**TEXT SEGMENT:**
──────────
My third chance arrived later that same year, in November, and it seemed ideal: NIN would play Columbia, Missouri, Boris would open for them, and the show would fall within my Thanksgiving vacation. Why didn’t I go? Well . . . Columbia was farther away than I was really willing to drive. And the roads that time of year were icy and slick, and I thought about death at the side of the road again. I loved NIN, but not enough to risk my life to see them. Yeah, I’m basically a pussy.
But then Trent Reznor announced that this year’s tour would be NIN’s last. When I looked at the schedule and saw a Kansas City date, I made sure to reserve a ticket.
. . . So when it was 3pm, I couldn’t take the anticipation anymore. I drove to the venue – Starlight Theatre, somewhere in the middle of Swope Park. On the way I passed a Cash America pawnshop and a weird memory came back to me: suddenly it was May 2007 again and I was driving through the greater Kansas City area, systematically hitting up pawnshop after pawnshop in a meaningless quest for old videogames. (I had been on a mission to buy my childhood back.)
Pickings were slim, but what I did get was great. The best find: at one store I found Phantasy Star and Phantasy Star II and Phantasy Star III and Phantasy Star IV, all in pristine condition, all for five bucks each. This was someone’s collection I was buying, and though I was elated at what I’d unearthed, I also felt kind of horrible and guilty as I handed my cash over. Given the state of these games, somebody had really cared about them. What was their story? Had their owner even wanted to part with them?
At one store, I parked my fairly-shitty Honda in a cracked and dirty parking lot and realized, with a creeping sensation of guilt, that it was by some distance the nicest car there.
At another, I stood in line behind an old man who was trying to sell a ring.
“It’s worthless,” the employee had said.
“Are you sure? Not even a couple dollars?”
“No.”
The old man looked like he was about to cry. He shuffled sadly out of the store. And there I was, a fucking douchebag, about to say, “yo, how much for that Sega shit over there?” Two kinds of people visit pawnshops: the desperate poor who try to liquidate stuff, and the comparatively rich vultures who swoop in after them, buying anything good and leaving all the other detritus by the wayside. I was a vulture.
──────────
**DATASET EXTRACT:**

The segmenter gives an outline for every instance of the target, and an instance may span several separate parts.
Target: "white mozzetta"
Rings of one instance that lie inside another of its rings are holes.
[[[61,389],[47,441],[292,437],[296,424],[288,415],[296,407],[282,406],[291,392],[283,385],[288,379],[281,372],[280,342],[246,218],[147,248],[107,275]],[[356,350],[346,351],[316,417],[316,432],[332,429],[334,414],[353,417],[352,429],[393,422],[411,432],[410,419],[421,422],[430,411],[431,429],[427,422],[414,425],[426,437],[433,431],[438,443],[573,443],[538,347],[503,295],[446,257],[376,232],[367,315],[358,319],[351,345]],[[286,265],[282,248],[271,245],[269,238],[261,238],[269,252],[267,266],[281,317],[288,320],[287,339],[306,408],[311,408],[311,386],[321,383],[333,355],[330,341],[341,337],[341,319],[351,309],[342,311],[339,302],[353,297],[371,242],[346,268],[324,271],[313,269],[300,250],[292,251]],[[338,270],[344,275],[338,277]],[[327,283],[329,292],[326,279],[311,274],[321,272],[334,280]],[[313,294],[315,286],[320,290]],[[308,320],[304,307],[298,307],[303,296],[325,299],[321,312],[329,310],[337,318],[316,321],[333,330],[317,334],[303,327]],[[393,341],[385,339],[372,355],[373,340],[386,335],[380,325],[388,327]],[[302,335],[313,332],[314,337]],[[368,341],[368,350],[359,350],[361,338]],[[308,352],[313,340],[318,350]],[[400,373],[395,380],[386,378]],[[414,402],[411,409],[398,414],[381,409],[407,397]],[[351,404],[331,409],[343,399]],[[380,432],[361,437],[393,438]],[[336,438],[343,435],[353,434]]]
──────────
**WORK INSTRUCTIONS:**
1 > In the essay about Nine Inch Nails concerts and pawnshops, why did the narrator skip the November show in Columbia, Missouri?
2 > According to the essay about Nine Inch Nails concerts and pawnshops, what was the name of the Kansas City venue?
3 > Continue the essay about Nine Inch Nails concerts and pawnshops from the point where it stops.

**TASK ANSWERS:**
1 > Columbia was farther than the narrator was willing to drive, and the roads that time of year were icy and slick. The narrator feared dying at the side of the road and did not love NIN enough to take that risk.

2 > Starlight Theatre, in Swope Park.

3 >
One of the very worst streets in urban Kansas City is called “The Paseo.” Drive down the Paseo for any distance at any time of day: you’re guaranteed to see at least two cop cars pulled over by the side of the road with members of the force conducting an arrest. Some of the people they arrested were probably actually dangerous. I’m sure others were just poor. But poor and dangerous – and black, for that matter – all kind of equate to the same thing in America, anyway. There’s a street called Troost Avenue that more or less racially divides Kansas City in half. The Paseo is on the black side of town.
I remember speeding down the Paseo (between pawnshops – that whole area is a goldmine for ‘em), with my car stereo blaring “Vessel,” from Year Zero, a song with a chorus where Trent Reznor rhetorically (and repeatedly) asks, “Can it go any faster?” before adding, “I don’t think I can last here.” Pretty good song. I remember cranking that shit up, rolling down a window, sticking my hand out, and letting the flowing air caress it while I heard police sirens in the distance.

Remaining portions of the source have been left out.